WHAT TO DO → Lines with "window": pull these out of the listing below.
===== MATERIAL FOR THE TASK
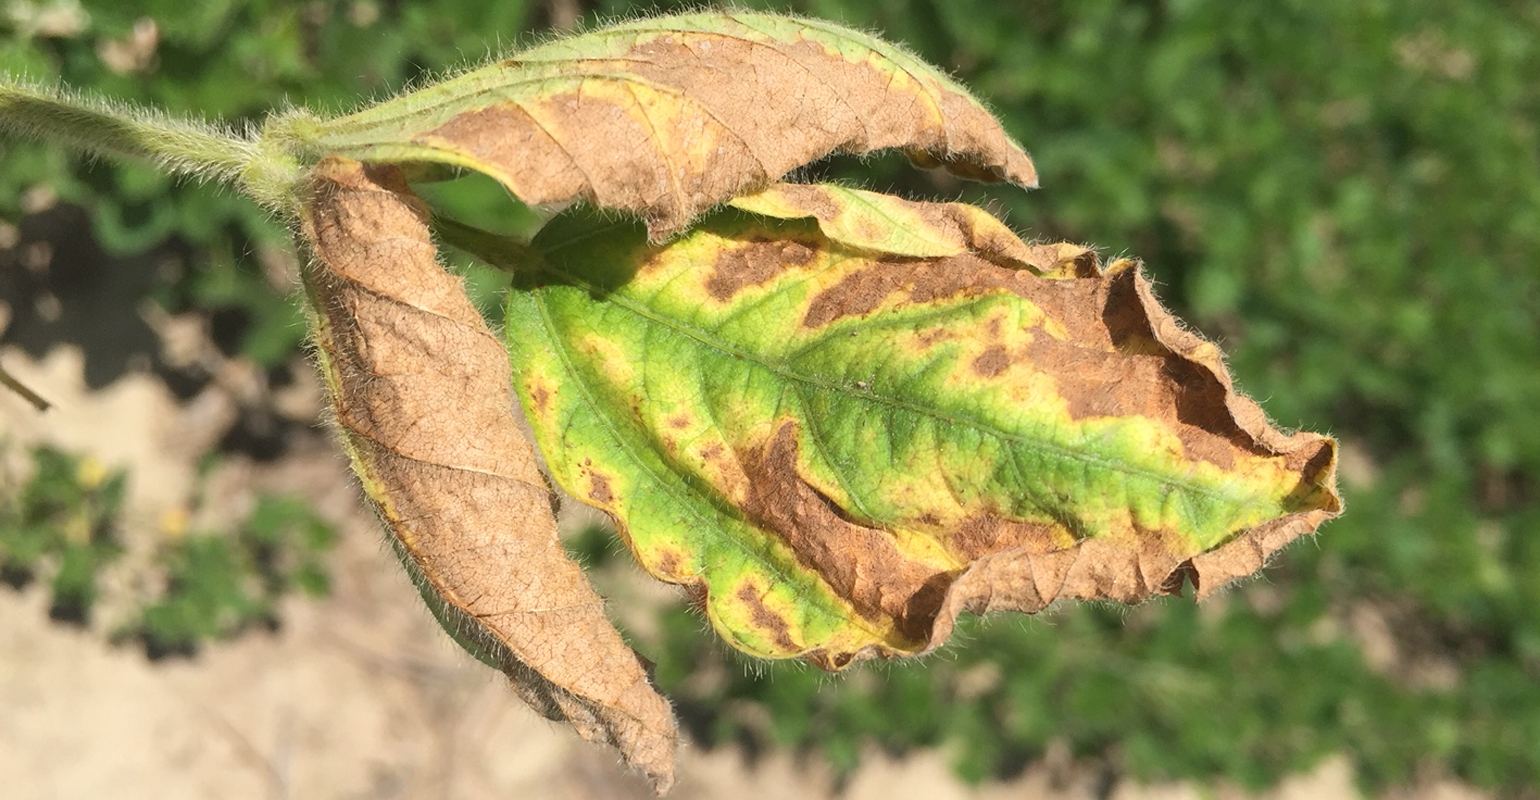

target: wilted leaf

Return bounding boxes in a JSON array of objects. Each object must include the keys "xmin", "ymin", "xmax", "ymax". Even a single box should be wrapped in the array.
[
  {"xmin": 480, "ymin": 185, "xmax": 1339, "ymax": 670},
  {"xmin": 298, "ymin": 157, "xmax": 676, "ymax": 791},
  {"xmin": 728, "ymin": 182, "xmax": 1040, "ymax": 263},
  {"xmin": 302, "ymin": 11, "xmax": 1036, "ymax": 237}
]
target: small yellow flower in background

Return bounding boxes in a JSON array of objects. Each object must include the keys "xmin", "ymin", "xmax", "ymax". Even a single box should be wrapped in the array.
[
  {"xmin": 158, "ymin": 507, "xmax": 189, "ymax": 542},
  {"xmin": 74, "ymin": 455, "xmax": 106, "ymax": 491}
]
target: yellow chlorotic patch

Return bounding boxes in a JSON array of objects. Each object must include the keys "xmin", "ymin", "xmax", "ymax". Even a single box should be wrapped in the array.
[{"xmin": 577, "ymin": 332, "xmax": 639, "ymax": 385}]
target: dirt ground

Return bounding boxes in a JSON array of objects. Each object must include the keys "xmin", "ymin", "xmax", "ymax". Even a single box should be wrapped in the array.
[{"xmin": 0, "ymin": 345, "xmax": 1489, "ymax": 800}]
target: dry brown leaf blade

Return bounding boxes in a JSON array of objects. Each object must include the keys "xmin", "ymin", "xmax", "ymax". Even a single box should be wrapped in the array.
[
  {"xmin": 304, "ymin": 11, "xmax": 1036, "ymax": 237},
  {"xmin": 298, "ymin": 157, "xmax": 676, "ymax": 792}
]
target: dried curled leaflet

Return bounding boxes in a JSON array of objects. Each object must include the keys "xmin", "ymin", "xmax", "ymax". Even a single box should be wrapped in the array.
[
  {"xmin": 298, "ymin": 157, "xmax": 676, "ymax": 791},
  {"xmin": 300, "ymin": 11, "xmax": 1036, "ymax": 238}
]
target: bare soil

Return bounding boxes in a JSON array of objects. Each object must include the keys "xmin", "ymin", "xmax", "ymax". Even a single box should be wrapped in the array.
[{"xmin": 0, "ymin": 345, "xmax": 1483, "ymax": 800}]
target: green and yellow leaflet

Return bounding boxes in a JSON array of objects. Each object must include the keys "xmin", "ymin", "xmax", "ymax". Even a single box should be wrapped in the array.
[{"xmin": 486, "ymin": 185, "xmax": 1340, "ymax": 669}]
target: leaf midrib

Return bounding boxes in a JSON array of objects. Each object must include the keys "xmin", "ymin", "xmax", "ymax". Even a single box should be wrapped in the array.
[{"xmin": 527, "ymin": 247, "xmax": 1270, "ymax": 522}]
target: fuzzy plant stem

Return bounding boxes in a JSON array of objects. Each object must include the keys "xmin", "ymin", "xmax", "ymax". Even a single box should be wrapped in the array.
[{"xmin": 0, "ymin": 79, "xmax": 305, "ymax": 210}]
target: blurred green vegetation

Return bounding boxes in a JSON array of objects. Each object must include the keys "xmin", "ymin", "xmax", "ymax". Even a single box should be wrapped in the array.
[
  {"xmin": 2, "ymin": 0, "xmax": 1538, "ymax": 795},
  {"xmin": 120, "ymin": 492, "xmax": 336, "ymax": 658},
  {"xmin": 0, "ymin": 445, "xmax": 126, "ymax": 622},
  {"xmin": 0, "ymin": 445, "xmax": 336, "ymax": 656}
]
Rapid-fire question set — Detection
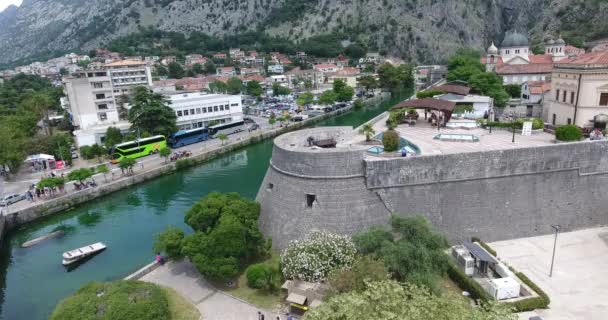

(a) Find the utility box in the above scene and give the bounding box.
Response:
[451,246,475,276]
[488,277,521,300]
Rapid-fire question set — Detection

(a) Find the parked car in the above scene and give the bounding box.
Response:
[0,193,26,206]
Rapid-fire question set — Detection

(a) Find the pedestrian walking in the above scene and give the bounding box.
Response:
[35,188,41,198]
[257,311,265,320]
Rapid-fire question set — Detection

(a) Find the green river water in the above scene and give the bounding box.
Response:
[0,98,396,320]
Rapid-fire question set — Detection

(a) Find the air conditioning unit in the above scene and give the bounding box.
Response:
[488,277,521,300]
[451,246,475,276]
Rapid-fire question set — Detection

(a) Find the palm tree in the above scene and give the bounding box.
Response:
[359,124,376,142]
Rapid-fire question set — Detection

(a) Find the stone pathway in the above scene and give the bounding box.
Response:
[141,260,279,320]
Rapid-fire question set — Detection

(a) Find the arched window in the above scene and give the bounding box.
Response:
[490,55,495,63]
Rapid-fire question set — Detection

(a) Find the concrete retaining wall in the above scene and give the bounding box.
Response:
[257,129,608,249]
[3,104,359,230]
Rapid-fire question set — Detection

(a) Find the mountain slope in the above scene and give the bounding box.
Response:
[1,0,607,65]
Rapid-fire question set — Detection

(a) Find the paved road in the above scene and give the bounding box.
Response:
[141,260,280,320]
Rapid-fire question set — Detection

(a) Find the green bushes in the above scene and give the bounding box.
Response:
[246,263,281,291]
[446,261,492,301]
[416,89,444,99]
[507,272,551,312]
[154,227,185,260]
[50,280,170,320]
[481,118,544,130]
[382,130,400,152]
[555,125,582,141]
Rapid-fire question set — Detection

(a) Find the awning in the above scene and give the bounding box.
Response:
[392,98,456,112]
[25,154,55,162]
[286,293,307,305]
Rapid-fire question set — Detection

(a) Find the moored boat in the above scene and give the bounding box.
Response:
[62,242,107,265]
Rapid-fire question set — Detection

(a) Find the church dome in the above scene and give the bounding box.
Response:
[487,42,498,54]
[501,31,529,48]
[546,39,555,45]
[556,38,566,45]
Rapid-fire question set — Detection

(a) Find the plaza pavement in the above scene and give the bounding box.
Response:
[489,226,608,320]
[141,259,280,320]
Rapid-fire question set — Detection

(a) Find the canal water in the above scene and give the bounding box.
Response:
[0,98,397,320]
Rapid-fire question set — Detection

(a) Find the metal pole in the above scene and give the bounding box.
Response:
[549,225,561,277]
[511,115,516,143]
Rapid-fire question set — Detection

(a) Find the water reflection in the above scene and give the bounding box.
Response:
[77,211,102,227]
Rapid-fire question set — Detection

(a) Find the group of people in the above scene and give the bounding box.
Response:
[257,311,294,320]
[73,179,97,190]
[170,150,192,162]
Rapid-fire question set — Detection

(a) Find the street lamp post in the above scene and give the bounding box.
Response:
[549,224,561,277]
[510,112,517,143]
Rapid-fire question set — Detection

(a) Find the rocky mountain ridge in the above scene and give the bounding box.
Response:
[0,0,607,65]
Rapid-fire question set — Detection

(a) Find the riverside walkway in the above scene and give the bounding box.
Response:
[141,260,279,320]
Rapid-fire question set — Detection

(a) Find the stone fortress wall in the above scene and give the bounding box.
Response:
[257,127,608,249]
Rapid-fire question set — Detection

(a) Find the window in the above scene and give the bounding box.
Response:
[208,107,213,113]
[98,104,108,110]
[196,108,201,114]
[231,103,238,106]
[267,183,274,192]
[95,93,105,99]
[92,82,103,88]
[98,112,107,121]
[552,114,556,126]
[214,106,218,112]
[556,89,560,101]
[562,90,567,102]
[177,111,183,117]
[203,107,207,113]
[190,109,195,115]
[184,109,189,116]
[305,194,316,208]
[600,93,608,106]
[220,105,224,111]
[526,105,533,117]
[567,118,572,125]
[571,92,575,104]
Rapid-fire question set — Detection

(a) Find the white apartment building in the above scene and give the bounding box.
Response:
[545,51,608,128]
[267,64,284,74]
[63,60,152,146]
[167,92,243,131]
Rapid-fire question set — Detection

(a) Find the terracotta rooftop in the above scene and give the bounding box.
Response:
[327,67,360,76]
[496,63,553,75]
[527,80,552,94]
[432,84,471,95]
[557,51,608,66]
[314,63,338,70]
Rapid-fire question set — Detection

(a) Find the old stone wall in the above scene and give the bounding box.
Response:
[258,131,608,249]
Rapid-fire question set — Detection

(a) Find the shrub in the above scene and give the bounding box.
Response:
[50,280,170,320]
[446,261,492,302]
[506,272,550,312]
[154,227,185,260]
[246,263,280,290]
[382,130,400,152]
[280,231,357,282]
[416,89,444,99]
[79,145,94,159]
[555,125,582,141]
[327,255,388,296]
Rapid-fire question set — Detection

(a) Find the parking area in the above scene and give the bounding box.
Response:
[490,227,608,320]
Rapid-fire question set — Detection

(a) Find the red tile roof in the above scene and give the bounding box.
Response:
[392,98,456,111]
[496,63,553,75]
[528,54,554,64]
[527,80,551,95]
[314,63,338,70]
[557,51,608,65]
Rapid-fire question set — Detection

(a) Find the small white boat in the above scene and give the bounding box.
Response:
[62,242,107,265]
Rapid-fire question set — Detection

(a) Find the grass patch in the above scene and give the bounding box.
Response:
[440,277,471,306]
[215,254,285,310]
[162,287,201,320]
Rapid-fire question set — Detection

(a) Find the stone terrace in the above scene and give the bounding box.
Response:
[357,112,557,156]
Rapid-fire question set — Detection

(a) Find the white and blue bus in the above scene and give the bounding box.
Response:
[209,120,245,137]
[168,127,210,148]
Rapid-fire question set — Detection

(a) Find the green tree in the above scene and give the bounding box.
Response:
[90,144,106,163]
[191,63,204,75]
[446,49,485,82]
[358,75,377,93]
[246,263,281,291]
[319,90,338,105]
[268,117,276,128]
[382,130,399,151]
[303,79,313,90]
[180,192,269,280]
[119,157,136,175]
[155,64,168,77]
[272,83,291,96]
[555,125,582,141]
[217,133,228,145]
[226,77,243,94]
[22,92,54,136]
[204,60,217,74]
[468,72,510,107]
[327,255,388,296]
[128,86,177,136]
[37,177,65,190]
[246,80,263,97]
[104,127,123,148]
[358,124,376,142]
[67,168,94,183]
[159,146,171,163]
[305,280,516,320]
[97,164,109,182]
[209,81,228,93]
[504,84,521,98]
[296,92,314,106]
[168,62,185,79]
[363,64,375,73]
[344,44,366,60]
[377,63,414,98]
[154,227,185,260]
[353,99,364,110]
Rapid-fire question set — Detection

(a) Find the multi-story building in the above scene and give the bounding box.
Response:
[544,51,608,128]
[167,92,243,131]
[63,60,153,146]
[185,54,208,67]
[216,67,236,77]
[267,64,284,74]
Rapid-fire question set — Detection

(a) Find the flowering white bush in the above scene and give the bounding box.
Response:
[280,231,357,282]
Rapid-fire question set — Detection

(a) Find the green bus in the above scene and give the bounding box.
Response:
[110,135,166,163]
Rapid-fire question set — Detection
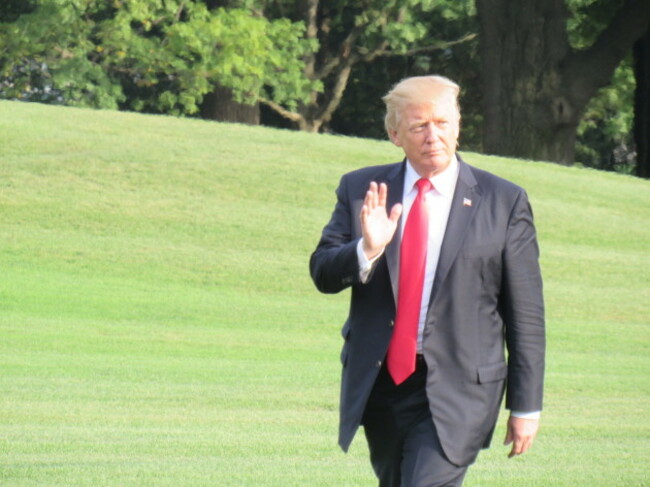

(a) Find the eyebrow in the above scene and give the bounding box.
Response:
[408,121,427,128]
[407,117,450,128]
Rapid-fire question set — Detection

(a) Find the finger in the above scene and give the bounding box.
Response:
[508,437,522,458]
[519,436,533,455]
[388,203,403,224]
[367,181,377,209]
[503,426,513,446]
[364,182,377,209]
[504,424,515,457]
[508,435,533,458]
[378,182,388,208]
[369,181,378,208]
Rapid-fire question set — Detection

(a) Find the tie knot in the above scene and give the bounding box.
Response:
[416,178,432,194]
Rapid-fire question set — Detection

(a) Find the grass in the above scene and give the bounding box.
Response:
[0,99,649,486]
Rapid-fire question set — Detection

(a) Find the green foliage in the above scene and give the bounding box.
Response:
[329,0,480,145]
[575,58,636,172]
[253,0,476,131]
[0,0,317,114]
[566,0,625,48]
[353,1,429,53]
[0,0,639,172]
[327,0,451,56]
[566,0,636,172]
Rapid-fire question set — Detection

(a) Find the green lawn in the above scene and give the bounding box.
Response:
[0,100,648,486]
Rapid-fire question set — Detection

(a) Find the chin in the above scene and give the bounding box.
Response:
[427,158,451,173]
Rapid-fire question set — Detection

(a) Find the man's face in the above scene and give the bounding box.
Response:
==========
ANSWER TO THE EXERCISE →
(a) Find the arched window in the above scene and give the bounding box.
(a) Find the window in the above scene and give the bounding box.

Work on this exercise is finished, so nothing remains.